Source extract =>
And what about me? As I come back in the train, I find that - other

causes contributing - my depression of Talcottville deepens. I did

not find the river and the forest of my dream - I did not find the

magic of the past . . . I would not go back to that old life if I

could: the civilization of northern New York - why should I idealize

it? - was too lonely, too poor, too provincial.

Similarly, Donald Hall's "A Hundred Thousand Straightened Nails" is

both a sympathetic portrait of an older relative of the writer's and

a devastating critique of the romance of American rural eccentricity,

the stock material of how many homespun reminiscences in the Norman

Rockwell mode:

[Washington Woodward] worked hard all his life at being himself, but

there were no principles to examine when his life was over . . . The

life that he could recall totally was not worth recalling; it was a

box of string too short to be saved.

Apart from being first-rate reportage, Joan Didion's "The White

Album" can be seen as a radical variant of the genre of nostalgia as

well, in which the essayist positions her intimate, interior life

("an attack of vertigo and nausea does not seem to me an

inappropriate response to the summer of 1968") within the larger,

wayward, and "poorly comprehended" life of our culture circa 1966-

1978, with the defiant conclusion "writing [this] has not yet helped

me to see what it means": the antithesis of the traditional essay,

which was organized around a principle, or epiphany, toward which it

confidently moved. So too Michael Herr's "Illumination Rounds," from

Dispatches, is appropriately ironically titled, for little is finally

illuminated in this account of a young American journalist's visit to

Vietnam in the mid-seventies, at the height of that protracted and

tragic war; the techniques of vividly cinematic fiction writing are

here employed in the service of the author's vision, but there is,

conspicuously, no "moral" - no "moralizing." This is the art of the

contemporary essay, or memoir: a heightened, trompe l'oeil attention

to detail that allows the reader to see, hear, witness, as if at

first hand, what the essayist has witnessed. Though this

is "informal" writing, there is no lack of form. Postmodernist

strategies of fragmentation and collage have replaced that of

exposition, summary, and argument.

For all their diversity, essays tend to fall into three general

types: those that present opinions primarily, and have been written

to "instruct"; those that impart information and knowledge; and those

that record personal impressionistic experiences, especially

memories. These categories often overlap, of course, as in the

outstanding essays named above, and in recent years, judging from the

annual series The Best American Essays, from which essays in this

volume published since 1985 have been taken, the genre has evolved

into a form closely akin to prose fiction and prose poetry, employing

dialogue, dramatic scenes, withheld information, suspense.

Required actions =>
1. List the devices that, according to the passage on essays, the genre has recently come to employ as it grew closer to prose fiction and prose poetry.
2. Write out the passage on essays word for word, from "the stock material" to "to be saved.".

Rows =>
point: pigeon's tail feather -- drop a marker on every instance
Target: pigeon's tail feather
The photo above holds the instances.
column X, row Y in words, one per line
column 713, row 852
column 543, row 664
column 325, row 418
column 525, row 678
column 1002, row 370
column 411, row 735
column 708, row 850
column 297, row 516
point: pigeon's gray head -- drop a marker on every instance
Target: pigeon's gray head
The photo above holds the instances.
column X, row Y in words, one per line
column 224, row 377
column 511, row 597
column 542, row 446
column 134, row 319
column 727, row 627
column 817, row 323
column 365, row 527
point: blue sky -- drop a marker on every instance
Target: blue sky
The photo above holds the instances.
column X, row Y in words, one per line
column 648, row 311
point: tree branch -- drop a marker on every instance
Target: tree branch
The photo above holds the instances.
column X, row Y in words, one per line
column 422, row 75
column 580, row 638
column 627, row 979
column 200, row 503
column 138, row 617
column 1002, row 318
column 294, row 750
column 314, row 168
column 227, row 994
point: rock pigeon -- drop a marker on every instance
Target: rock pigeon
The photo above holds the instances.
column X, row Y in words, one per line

---

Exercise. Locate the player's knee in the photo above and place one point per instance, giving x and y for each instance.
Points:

Answers for this exercise =>
1. dialogue, dramatic scenes, withheld information, suspense

2.
the stock material of how many homespun reminiscences in the Norman

Rockwell mode:

[Washington Woodward] worked hard all his life at being himself, but

there were no principles to examine when his life was over . . . The

life that he could recall totally was not worth recalling; it was a

box of string too short to be saved.